How do I find the surface area of of the cone $z^{2}=x^{2}+y^{2}$, $z\geq0$ under the plane $x+y+z=2a$, $a>0$?
I tried to use cylindrical coordinates as follows: $$\left\{\begin{array}{l} x=r\cos\theta, \\ y=r\sin\theta, \\ z=z \end{array}\right.$$ And to find the interval for $r$, I assumed that $$z=2a-x-y$$ and hence $$(2a-x-y)^{2}=x^{2}+y^{2}$$ But I didn't get anything that I could consider useful.

DATA -
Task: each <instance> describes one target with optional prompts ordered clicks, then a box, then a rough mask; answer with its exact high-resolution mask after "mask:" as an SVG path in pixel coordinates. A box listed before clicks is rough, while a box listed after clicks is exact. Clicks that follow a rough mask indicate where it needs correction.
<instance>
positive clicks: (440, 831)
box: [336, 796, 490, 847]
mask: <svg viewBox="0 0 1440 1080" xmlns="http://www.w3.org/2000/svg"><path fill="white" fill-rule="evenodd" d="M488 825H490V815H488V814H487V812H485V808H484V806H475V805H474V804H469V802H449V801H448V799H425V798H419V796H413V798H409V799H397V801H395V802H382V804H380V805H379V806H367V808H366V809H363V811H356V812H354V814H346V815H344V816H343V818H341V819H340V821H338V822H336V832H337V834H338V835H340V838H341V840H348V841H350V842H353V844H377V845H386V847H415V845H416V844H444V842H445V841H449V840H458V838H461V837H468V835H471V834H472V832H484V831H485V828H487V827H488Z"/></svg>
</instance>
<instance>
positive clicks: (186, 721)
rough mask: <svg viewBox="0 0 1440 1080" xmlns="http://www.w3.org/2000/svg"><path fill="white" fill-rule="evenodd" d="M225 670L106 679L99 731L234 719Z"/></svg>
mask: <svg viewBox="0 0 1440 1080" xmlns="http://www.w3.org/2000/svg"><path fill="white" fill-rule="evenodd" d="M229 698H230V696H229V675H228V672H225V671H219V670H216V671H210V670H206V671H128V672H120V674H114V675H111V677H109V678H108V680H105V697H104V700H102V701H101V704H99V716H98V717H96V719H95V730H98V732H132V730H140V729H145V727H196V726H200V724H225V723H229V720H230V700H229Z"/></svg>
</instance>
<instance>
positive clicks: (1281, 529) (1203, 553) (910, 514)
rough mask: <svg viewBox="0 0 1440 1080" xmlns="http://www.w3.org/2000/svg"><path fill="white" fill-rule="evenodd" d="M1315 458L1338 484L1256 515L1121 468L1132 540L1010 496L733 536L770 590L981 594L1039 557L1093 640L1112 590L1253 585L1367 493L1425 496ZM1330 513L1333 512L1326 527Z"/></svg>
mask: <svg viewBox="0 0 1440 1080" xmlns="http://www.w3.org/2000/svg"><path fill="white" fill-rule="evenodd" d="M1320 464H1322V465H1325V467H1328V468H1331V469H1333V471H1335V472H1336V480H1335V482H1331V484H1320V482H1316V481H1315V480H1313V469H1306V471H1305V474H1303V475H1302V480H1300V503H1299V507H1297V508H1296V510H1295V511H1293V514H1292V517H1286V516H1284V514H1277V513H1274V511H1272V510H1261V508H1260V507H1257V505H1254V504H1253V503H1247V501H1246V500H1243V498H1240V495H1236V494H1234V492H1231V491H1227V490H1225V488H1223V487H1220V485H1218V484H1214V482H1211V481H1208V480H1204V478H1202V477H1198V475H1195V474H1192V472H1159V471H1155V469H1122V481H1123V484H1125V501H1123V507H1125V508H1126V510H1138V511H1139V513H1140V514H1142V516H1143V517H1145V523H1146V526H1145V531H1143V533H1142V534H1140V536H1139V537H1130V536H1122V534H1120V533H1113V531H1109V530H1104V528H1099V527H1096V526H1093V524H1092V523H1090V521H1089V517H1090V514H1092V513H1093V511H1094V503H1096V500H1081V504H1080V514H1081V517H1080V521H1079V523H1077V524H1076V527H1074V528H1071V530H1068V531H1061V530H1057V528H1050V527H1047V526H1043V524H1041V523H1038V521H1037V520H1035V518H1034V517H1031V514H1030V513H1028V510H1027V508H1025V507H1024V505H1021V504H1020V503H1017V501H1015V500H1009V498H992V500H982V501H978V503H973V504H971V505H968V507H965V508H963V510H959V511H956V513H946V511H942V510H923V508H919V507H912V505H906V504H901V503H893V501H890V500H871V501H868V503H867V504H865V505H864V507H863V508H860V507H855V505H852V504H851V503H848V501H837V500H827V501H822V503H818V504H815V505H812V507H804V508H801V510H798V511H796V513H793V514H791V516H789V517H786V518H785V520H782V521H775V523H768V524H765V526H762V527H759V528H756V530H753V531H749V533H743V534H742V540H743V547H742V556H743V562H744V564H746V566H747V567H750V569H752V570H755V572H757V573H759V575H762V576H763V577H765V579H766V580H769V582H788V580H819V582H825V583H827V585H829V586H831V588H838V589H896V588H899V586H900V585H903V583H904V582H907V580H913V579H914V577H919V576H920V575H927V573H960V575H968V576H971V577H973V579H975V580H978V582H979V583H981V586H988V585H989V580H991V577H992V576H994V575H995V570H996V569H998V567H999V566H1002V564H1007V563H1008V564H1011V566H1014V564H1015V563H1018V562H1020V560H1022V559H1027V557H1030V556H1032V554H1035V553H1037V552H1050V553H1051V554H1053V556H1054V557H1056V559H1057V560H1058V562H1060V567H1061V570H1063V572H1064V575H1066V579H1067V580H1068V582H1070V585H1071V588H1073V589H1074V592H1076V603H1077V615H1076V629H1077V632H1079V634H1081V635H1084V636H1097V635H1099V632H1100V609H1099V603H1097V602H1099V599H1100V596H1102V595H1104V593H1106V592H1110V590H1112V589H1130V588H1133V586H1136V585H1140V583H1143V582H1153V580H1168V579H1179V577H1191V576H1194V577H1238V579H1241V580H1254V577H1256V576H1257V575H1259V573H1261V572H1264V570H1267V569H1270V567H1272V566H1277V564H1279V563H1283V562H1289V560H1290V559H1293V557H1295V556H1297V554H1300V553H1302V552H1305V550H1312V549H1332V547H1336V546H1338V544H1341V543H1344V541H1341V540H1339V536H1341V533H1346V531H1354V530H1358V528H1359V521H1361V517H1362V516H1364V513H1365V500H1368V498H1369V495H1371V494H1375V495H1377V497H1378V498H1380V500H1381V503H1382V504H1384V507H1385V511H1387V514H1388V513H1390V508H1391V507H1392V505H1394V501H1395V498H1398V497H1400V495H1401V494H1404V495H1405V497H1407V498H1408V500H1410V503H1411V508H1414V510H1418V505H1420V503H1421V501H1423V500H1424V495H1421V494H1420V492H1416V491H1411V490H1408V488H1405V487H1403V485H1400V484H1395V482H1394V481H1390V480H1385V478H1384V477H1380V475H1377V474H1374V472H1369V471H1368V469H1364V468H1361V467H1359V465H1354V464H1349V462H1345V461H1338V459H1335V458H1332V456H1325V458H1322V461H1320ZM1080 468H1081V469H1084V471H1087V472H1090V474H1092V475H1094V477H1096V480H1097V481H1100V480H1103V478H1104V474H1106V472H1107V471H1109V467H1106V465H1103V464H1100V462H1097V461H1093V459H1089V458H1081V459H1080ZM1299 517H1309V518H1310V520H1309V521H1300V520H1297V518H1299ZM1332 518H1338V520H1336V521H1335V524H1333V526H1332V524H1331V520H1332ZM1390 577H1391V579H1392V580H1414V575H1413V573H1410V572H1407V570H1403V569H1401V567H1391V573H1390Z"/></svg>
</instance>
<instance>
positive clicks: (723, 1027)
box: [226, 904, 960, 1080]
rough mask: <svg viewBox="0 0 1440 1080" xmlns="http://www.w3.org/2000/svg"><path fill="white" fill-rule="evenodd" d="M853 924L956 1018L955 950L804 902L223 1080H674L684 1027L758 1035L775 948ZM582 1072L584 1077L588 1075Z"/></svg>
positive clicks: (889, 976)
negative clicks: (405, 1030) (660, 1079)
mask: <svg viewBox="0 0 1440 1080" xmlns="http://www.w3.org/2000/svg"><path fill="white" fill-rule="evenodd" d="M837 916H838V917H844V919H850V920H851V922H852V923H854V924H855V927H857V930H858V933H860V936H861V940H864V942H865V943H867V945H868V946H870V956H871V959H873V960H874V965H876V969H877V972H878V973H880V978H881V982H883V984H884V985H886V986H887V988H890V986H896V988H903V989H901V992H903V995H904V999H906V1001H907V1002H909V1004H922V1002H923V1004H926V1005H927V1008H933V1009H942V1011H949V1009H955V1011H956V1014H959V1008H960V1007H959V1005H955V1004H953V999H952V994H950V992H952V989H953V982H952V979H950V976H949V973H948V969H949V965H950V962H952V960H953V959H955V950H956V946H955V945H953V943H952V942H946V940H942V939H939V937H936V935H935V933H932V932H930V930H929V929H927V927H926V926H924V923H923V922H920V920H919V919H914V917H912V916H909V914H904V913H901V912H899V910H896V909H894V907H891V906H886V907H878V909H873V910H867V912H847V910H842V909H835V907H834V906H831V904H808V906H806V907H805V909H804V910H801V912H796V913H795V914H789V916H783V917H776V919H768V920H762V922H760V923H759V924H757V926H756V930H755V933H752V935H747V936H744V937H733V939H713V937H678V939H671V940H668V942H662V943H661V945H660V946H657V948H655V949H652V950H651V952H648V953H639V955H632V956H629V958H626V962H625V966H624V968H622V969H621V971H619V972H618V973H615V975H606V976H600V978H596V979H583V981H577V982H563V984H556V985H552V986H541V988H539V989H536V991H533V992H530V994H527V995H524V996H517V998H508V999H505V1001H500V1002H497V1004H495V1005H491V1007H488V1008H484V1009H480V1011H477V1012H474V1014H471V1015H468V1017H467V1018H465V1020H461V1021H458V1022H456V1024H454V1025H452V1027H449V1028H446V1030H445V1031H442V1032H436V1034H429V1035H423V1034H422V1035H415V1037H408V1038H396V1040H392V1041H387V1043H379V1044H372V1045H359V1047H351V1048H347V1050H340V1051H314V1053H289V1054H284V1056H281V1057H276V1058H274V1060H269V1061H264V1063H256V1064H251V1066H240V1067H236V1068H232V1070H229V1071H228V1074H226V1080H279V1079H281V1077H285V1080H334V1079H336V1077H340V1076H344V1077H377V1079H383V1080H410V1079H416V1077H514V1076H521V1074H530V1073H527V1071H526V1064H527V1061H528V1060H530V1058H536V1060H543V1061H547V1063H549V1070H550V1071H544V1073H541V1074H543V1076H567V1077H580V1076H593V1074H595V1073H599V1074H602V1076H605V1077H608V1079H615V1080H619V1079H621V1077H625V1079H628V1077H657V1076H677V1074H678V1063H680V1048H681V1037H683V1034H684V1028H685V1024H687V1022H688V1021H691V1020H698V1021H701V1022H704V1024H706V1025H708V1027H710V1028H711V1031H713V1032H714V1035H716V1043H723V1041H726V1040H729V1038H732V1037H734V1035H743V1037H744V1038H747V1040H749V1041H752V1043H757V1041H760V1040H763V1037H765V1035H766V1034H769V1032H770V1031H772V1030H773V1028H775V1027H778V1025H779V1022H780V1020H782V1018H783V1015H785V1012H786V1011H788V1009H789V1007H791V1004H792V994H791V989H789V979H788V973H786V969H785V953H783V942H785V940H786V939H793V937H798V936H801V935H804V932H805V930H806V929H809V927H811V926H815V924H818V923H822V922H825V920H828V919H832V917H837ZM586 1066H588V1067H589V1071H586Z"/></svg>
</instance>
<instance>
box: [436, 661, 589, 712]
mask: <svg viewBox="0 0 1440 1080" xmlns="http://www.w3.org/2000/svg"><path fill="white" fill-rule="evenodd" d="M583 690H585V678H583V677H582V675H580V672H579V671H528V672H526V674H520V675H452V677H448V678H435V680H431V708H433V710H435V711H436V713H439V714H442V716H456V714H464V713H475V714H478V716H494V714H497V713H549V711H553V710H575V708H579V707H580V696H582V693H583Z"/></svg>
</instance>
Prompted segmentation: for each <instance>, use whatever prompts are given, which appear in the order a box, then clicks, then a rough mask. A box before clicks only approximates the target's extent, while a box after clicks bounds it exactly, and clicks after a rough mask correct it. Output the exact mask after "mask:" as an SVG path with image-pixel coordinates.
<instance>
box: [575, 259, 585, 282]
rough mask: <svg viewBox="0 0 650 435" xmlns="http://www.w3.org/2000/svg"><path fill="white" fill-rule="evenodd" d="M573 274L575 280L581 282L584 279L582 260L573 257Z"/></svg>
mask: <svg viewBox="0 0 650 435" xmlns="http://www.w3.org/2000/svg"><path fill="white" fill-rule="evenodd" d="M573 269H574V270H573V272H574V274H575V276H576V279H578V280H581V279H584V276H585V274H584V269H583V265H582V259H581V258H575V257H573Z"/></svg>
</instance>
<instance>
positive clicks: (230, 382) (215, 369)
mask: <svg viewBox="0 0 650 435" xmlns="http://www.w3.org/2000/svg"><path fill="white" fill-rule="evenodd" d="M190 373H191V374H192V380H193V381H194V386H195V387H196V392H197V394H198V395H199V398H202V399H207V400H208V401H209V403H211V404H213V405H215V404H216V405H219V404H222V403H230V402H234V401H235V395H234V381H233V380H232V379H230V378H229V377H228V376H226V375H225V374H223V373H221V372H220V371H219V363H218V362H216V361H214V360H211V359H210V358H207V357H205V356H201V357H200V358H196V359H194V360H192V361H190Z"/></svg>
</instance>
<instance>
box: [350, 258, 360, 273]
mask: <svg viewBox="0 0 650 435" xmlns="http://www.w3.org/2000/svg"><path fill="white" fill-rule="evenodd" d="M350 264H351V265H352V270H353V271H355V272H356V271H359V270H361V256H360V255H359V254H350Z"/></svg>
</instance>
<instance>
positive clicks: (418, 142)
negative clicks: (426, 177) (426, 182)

INSTRUCTIONS -
a) Print the part of the cone question between "I tried to use" and "could consider useful.", inclusive.
b) Write out every equation in the cylindrical coordinate substitution that the cone question sets up.

RESPONSES BY TASK -
a)
I tried to use cylindrical coordinates as follows: $$\left\{\begin{array}{l} x=r\cos\theta, \\ y=r\sin\theta, \\ z=z \end{array}\right.$$ And to find the interval for $r$, I assumed that $$z=2a-x-y$$ and hence $$(2a-x-y)^{2}=x^{2}+y^{2}$$ But I didn't get anything that I could consider useful.

b)
$x=r\cos\theta$
$y=r\sin\theta$
$z=z$